===== Ausgewählte Textstelle

Als Tagungsleiter möchte ich das Thema erklären, es eingrenzen, mit Definitionen aufwarten, damit jeder weiß, wo es morgen lang geht. Dazu hat einer 1930 geschrieben:

Fang nie mit dem Anfang an, sondern drei Meilen vor dem Anfang2.

Sein Text heißt Ratschläge für einen schlechten Redner. Sie sind hiermit gewarnt!

Tucholsky schrieb 1931 einen weiteren Aufsatz unter dem Titel Es gibt keinen Neuschnee.3 Beim Zurückblättern auf die Themen früherer Tagungen beschleicht mich ein ähnliches Gefühl des »Schon mal gemacht«. Ein Vorzug des Themas »Linksintellektuelle zwischen Bürgertum und Arbeiterbewegung« liegt darin, dass es für uns Neuschnee ist. Es hat zwar zum hundertsten Geburtstag Tucholskys eine Ausstellung in Marbach gegeben unter dem Titel »›Entlaufene Bürger‹. Kurt Tucholsky und die Seinen«4, aber noch keine KTG-Tagung. Das war der erste Grund für diese Themenwahl. Zweitens zeigt diese Situation – Schriftsteller aus wohlhabenden Familien, die sich von ihrer Klasse ab- und den weniger Privilegierten zuwenden – ein interessantes Spannungsfeld auf: warum fühlen sie sich ihrer Herkunft entfremdet, wie gestaltet sich das Verhältnis zu den neuen Adressaten?

==========

**Aufgabenstellung**. Welchen Titel trug laut der ausgewählten Textstelle die Ausstellung, die zum hundertsten Geburtstag Tucholskys in Marbach gezeigt wurde?

===== Datenauszug

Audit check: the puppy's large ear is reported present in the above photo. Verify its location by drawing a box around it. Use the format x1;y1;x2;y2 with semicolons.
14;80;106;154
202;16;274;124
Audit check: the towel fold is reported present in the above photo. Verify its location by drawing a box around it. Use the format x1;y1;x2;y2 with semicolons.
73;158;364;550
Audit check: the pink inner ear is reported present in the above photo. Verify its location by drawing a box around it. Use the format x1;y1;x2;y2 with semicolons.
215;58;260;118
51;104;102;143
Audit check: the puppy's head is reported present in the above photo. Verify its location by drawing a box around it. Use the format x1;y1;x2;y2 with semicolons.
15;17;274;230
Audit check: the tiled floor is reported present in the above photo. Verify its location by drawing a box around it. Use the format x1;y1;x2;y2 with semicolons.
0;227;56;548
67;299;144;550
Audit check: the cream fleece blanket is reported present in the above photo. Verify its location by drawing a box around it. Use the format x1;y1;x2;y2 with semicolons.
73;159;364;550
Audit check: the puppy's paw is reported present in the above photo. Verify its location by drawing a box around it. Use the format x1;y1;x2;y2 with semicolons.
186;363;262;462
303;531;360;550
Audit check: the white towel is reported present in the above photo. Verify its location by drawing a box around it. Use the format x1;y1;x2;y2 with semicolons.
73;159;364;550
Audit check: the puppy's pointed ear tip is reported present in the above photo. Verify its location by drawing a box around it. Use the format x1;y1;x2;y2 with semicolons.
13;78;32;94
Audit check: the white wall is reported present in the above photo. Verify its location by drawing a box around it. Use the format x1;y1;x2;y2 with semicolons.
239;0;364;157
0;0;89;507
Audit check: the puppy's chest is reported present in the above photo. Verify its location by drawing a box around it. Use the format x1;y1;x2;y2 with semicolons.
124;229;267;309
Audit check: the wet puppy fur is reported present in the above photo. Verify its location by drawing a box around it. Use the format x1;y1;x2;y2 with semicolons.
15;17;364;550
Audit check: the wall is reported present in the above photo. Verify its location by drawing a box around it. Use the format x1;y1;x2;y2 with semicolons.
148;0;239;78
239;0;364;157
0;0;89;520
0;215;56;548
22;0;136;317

==========

**Schriftliche Lösung**. »›Entlaufene Bürger‹. Kurt Tucholsky und die Seinen«